EXTRACTED RECORDS →

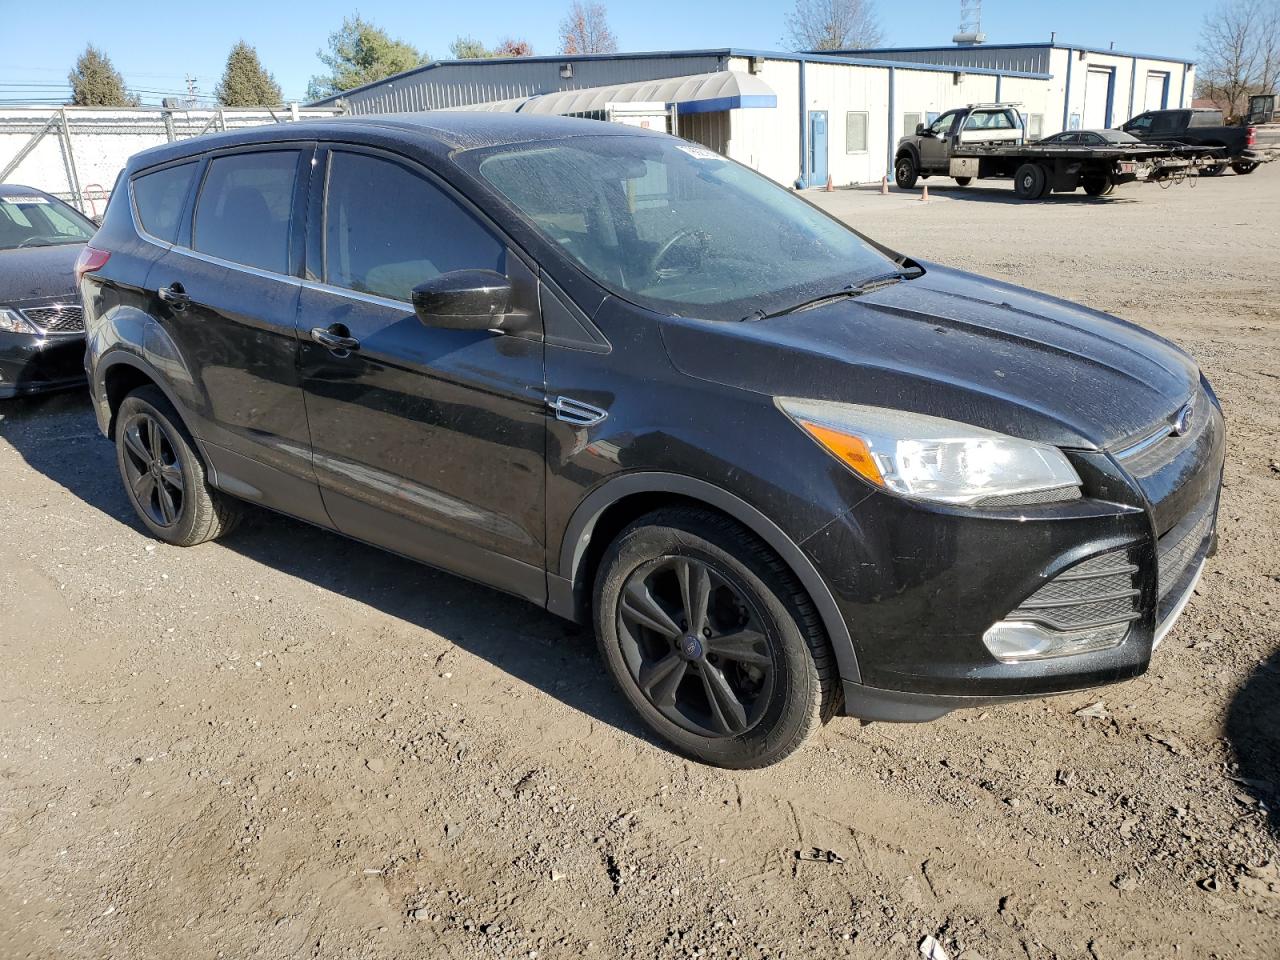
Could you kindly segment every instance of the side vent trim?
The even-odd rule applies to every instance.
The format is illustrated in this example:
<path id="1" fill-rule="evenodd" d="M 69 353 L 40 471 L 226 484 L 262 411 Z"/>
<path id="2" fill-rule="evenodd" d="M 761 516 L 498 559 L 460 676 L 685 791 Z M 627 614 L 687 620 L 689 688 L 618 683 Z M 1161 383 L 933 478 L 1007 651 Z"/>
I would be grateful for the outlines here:
<path id="1" fill-rule="evenodd" d="M 593 407 L 572 397 L 547 398 L 547 406 L 555 413 L 556 419 L 575 427 L 592 427 L 609 416 L 609 411 Z"/>

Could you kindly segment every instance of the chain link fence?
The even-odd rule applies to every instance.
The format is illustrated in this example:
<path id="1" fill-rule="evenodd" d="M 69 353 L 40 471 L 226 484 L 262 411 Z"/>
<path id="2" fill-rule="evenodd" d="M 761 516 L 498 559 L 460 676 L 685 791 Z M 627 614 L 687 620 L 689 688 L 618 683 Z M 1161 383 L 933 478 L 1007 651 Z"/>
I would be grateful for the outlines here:
<path id="1" fill-rule="evenodd" d="M 116 176 L 139 150 L 223 130 L 332 117 L 340 112 L 297 105 L 275 110 L 3 108 L 0 183 L 44 190 L 96 219 L 106 209 Z"/>

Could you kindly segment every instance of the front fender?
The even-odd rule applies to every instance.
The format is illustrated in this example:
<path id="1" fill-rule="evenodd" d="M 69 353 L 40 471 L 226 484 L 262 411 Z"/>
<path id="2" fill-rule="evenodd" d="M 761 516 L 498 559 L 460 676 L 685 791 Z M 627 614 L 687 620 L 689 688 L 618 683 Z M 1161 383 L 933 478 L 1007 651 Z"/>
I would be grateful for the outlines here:
<path id="1" fill-rule="evenodd" d="M 587 547 L 596 522 L 613 504 L 634 494 L 665 493 L 697 500 L 733 517 L 760 537 L 780 556 L 799 579 L 813 601 L 836 655 L 840 676 L 857 683 L 861 679 L 849 628 L 826 582 L 805 555 L 776 523 L 740 497 L 704 480 L 679 474 L 643 471 L 615 476 L 596 487 L 578 505 L 565 527 L 560 545 L 560 575 L 547 577 L 547 606 L 552 613 L 572 620 L 581 618 L 582 589 Z"/>

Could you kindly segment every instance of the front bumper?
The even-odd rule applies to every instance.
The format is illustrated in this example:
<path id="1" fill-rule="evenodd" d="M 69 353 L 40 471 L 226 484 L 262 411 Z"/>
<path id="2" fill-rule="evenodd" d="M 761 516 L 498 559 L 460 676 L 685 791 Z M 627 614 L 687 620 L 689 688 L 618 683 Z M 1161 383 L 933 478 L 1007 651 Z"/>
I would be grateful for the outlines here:
<path id="1" fill-rule="evenodd" d="M 84 335 L 0 332 L 0 399 L 85 382 Z"/>
<path id="2" fill-rule="evenodd" d="M 860 676 L 845 678 L 845 712 L 929 720 L 1143 673 L 1216 542 L 1224 431 L 1221 412 L 1209 407 L 1194 435 L 1138 462 L 1073 454 L 1080 500 L 974 510 L 877 493 L 805 541 L 854 641 Z M 1086 561 L 1104 557 L 1126 566 L 1127 607 L 1109 607 L 1110 595 L 1082 593 L 1069 603 L 1054 596 L 1075 588 Z M 1035 602 L 1046 596 L 1051 602 Z M 1075 629 L 1077 616 L 1118 623 L 1114 636 L 1122 639 L 1013 662 L 983 642 L 998 622 L 1044 617 Z"/>

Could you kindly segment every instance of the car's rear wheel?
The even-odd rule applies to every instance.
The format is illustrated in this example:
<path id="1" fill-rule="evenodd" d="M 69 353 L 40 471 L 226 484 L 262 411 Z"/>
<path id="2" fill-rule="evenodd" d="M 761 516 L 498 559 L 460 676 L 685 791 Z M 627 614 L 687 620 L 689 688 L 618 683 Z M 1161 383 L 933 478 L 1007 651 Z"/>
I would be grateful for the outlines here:
<path id="1" fill-rule="evenodd" d="M 1257 170 L 1258 165 L 1251 160 L 1241 160 L 1239 163 L 1233 163 L 1231 169 L 1243 177 Z"/>
<path id="2" fill-rule="evenodd" d="M 1013 175 L 1013 192 L 1020 200 L 1039 200 L 1048 187 L 1044 167 L 1038 163 L 1024 163 Z"/>
<path id="3" fill-rule="evenodd" d="M 230 531 L 240 505 L 209 486 L 195 441 L 156 387 L 139 387 L 116 412 L 116 464 L 151 535 L 192 547 Z"/>
<path id="4" fill-rule="evenodd" d="M 1116 192 L 1116 185 L 1109 177 L 1085 177 L 1082 186 L 1091 197 L 1109 197 Z"/>
<path id="5" fill-rule="evenodd" d="M 899 157 L 893 165 L 893 182 L 898 185 L 898 188 L 910 190 L 919 179 L 920 170 L 916 167 L 916 162 L 911 159 L 910 155 L 903 154 Z"/>
<path id="6" fill-rule="evenodd" d="M 1200 168 L 1200 176 L 1202 177 L 1220 177 L 1227 172 L 1225 163 L 1211 163 L 1207 167 Z"/>
<path id="7" fill-rule="evenodd" d="M 596 577 L 601 655 L 682 753 L 763 767 L 835 712 L 835 661 L 808 595 L 767 545 L 693 508 L 622 531 Z"/>
<path id="8" fill-rule="evenodd" d="M 962 187 L 967 187 L 973 183 L 973 177 L 956 177 L 956 183 Z"/>

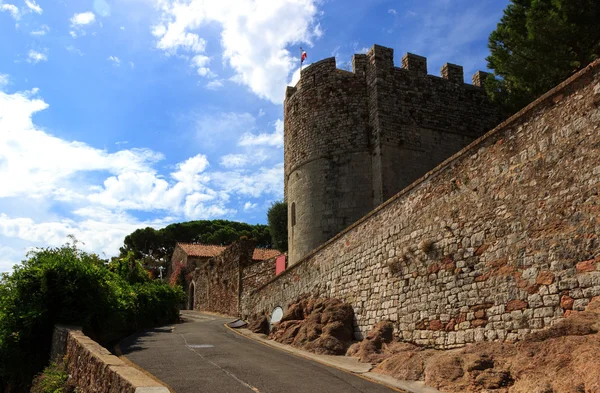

TASK OBJECTIVE →
Would you copy out every line in the records that includes the string "kindly"?

ANSWER BELOW →
Could you kindly segment every instance of the side vent trim?
Could you kindly segment every instance of the chain link fence?
Could you kindly segment every instance of the front fender?
Could you kindly segment every instance of the front bumper?
Could you kindly segment every instance of the car's rear wheel?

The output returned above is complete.